Dataset records on where objects are located
◆ ◆ ◆

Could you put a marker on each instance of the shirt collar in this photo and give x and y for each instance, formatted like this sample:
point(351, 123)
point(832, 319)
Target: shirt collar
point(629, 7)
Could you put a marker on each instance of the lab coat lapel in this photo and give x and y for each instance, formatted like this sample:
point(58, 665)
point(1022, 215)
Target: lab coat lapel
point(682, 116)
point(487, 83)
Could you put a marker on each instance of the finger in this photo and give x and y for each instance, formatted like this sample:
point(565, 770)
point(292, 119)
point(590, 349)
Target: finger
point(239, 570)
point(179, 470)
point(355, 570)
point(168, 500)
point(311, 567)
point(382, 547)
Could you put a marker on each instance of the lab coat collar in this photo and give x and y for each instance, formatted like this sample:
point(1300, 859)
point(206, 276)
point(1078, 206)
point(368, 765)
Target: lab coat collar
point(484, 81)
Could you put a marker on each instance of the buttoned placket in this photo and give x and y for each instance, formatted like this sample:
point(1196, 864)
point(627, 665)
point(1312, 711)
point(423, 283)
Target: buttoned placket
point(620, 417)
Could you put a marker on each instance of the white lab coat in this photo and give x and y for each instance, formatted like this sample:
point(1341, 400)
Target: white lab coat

◆ ◆ ◆

PROBLEM TO SOLVE -
Could you convert every line of the records above into a numbered list, leaving out any blank lines?

RESPONSE -
1. Could you put a marker on each instance of the shirt collar in this photo and give x and y for each instance, formatted like this sample:
2. point(351, 123)
3. point(832, 319)
4. Target: shirt collar
5. point(629, 7)
6. Could you put a marker on each instance of the lab coat lapel in this photo and give x and y for each instance, formatted like this sample:
7. point(58, 665)
8. point(1022, 215)
9. Target: lab coat lapel
10. point(682, 116)
11. point(487, 83)
12. Could you put a marker on each instance of the finger in this photo and give x and y for each instance, formatted like this sample:
13. point(565, 770)
14. point(292, 119)
15. point(590, 349)
16. Target: finger
17. point(239, 570)
18. point(179, 470)
19. point(355, 570)
20. point(168, 500)
21. point(311, 567)
22. point(382, 547)
23. Could you put a marker on each instance of the lab coat collar in this photo and give x and y for each instance, formatted like this sample:
24. point(1300, 859)
25. point(206, 276)
26. point(1078, 206)
27. point(368, 765)
28. Target: lab coat collar
29. point(484, 81)
30. Could you put a marker on each instance of the buttoned placket in this photo and give x and y for each instance, formatted like this sample:
31. point(1196, 864)
32. point(627, 665)
33. point(1312, 711)
34. point(423, 283)
35. Target: buttoned placket
36. point(620, 417)
37. Could you put a marker on each instance of the white lab coat in this photo and give x and y for each instance, formatted like this sample:
38. point(1341, 400)
39. Target: white lab coat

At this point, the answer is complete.